[Point annotation dataset records]

■ ■ ■ ■ ■ ■ ■

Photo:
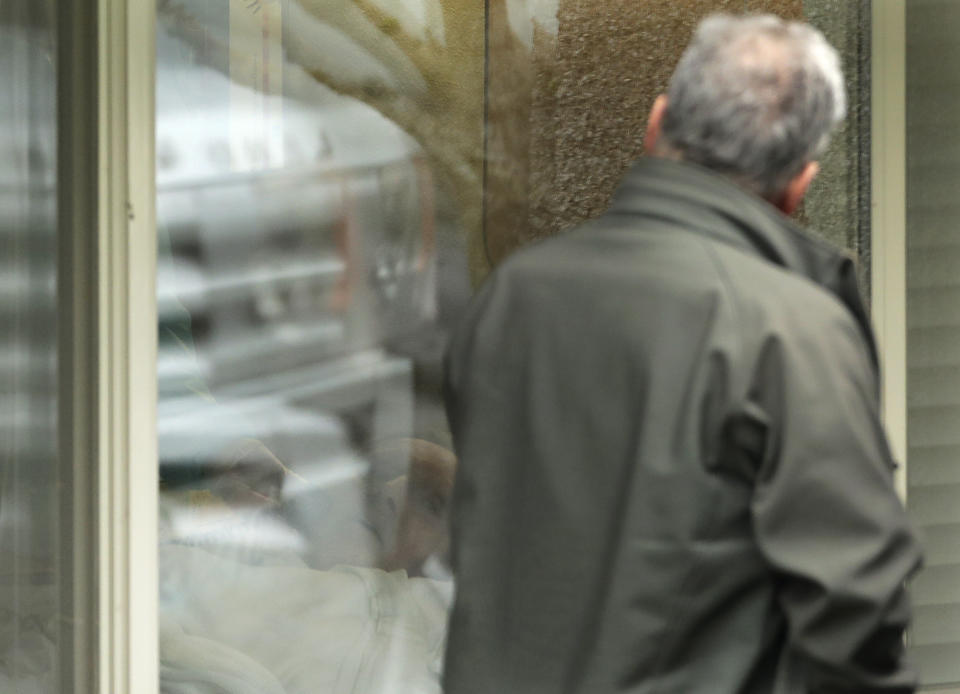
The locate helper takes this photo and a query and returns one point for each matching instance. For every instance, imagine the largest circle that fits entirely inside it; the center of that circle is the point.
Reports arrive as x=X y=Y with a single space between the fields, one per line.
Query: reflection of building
x=290 y=252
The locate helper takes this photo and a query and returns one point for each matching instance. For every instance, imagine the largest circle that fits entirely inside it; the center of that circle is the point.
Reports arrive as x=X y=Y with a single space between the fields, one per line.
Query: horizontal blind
x=933 y=328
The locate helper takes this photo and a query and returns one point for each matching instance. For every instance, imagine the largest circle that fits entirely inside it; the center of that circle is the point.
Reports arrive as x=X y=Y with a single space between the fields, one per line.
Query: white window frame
x=888 y=225
x=888 y=217
x=107 y=345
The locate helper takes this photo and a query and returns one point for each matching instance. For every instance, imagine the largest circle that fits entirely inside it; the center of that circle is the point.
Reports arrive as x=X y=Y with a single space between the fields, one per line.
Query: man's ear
x=654 y=123
x=797 y=188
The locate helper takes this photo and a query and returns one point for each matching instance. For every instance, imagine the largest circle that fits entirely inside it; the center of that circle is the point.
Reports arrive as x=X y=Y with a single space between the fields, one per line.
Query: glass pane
x=305 y=228
x=333 y=181
x=933 y=329
x=29 y=476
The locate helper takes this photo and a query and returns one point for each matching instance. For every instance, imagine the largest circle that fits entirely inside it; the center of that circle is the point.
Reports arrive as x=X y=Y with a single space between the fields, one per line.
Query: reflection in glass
x=29 y=479
x=305 y=466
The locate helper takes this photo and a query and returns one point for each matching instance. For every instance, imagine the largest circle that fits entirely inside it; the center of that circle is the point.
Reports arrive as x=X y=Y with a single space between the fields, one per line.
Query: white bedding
x=229 y=627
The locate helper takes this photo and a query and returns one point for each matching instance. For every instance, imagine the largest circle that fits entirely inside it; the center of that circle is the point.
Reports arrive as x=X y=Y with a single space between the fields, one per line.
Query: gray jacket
x=673 y=477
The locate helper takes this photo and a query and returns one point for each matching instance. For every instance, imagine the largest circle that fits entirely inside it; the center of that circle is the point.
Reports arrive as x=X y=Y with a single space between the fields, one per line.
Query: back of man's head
x=754 y=98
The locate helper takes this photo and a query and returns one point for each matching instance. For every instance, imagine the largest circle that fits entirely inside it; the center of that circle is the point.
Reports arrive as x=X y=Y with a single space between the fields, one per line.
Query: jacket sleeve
x=825 y=513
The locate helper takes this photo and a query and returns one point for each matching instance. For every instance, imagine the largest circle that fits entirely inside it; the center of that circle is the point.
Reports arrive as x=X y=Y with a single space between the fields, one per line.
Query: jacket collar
x=707 y=203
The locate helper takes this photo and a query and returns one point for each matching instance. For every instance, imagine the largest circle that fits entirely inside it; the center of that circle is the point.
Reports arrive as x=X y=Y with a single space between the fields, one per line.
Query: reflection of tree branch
x=432 y=90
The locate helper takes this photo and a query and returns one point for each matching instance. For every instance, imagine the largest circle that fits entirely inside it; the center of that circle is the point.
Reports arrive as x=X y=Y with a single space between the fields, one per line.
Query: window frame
x=107 y=346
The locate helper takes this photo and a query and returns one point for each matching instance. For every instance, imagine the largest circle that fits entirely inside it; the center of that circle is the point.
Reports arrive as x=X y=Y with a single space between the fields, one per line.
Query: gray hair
x=754 y=98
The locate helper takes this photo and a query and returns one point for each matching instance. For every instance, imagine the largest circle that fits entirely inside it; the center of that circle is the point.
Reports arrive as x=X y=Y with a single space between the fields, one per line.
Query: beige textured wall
x=565 y=121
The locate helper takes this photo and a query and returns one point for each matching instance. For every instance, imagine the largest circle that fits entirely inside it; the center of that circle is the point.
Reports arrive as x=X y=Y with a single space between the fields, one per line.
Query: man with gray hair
x=673 y=476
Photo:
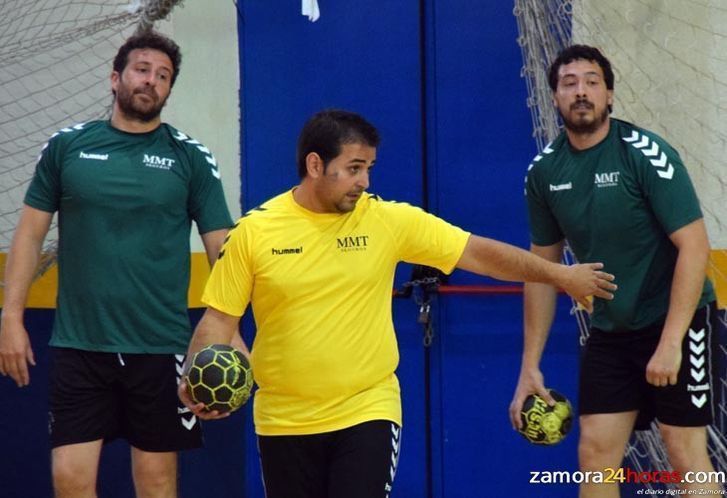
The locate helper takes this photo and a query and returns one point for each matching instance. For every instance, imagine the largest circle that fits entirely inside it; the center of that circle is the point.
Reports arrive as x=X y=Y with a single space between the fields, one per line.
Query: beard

■ ■ ■ ■ ■ ■ ■

> [WHAT IS ASKED]:
Recast the lines of the records above as a numbered list, from the start of the records through the line that contains "x=290 y=252", with blank lines left out. Leave the picture out of your answer.

> [ANSWER FOR THIS EXERCISE]:
1. Photo:
2. The locate helper takes this photo and a query and returns one point for each matching instance. For every instance, imagine the largest circle that fits entirely inside it; the center of that circle is the point.
3. Reports arrive as x=X y=Y with a single space between the fields, one per line.
4. Query: reflection of building
5. x=290 y=252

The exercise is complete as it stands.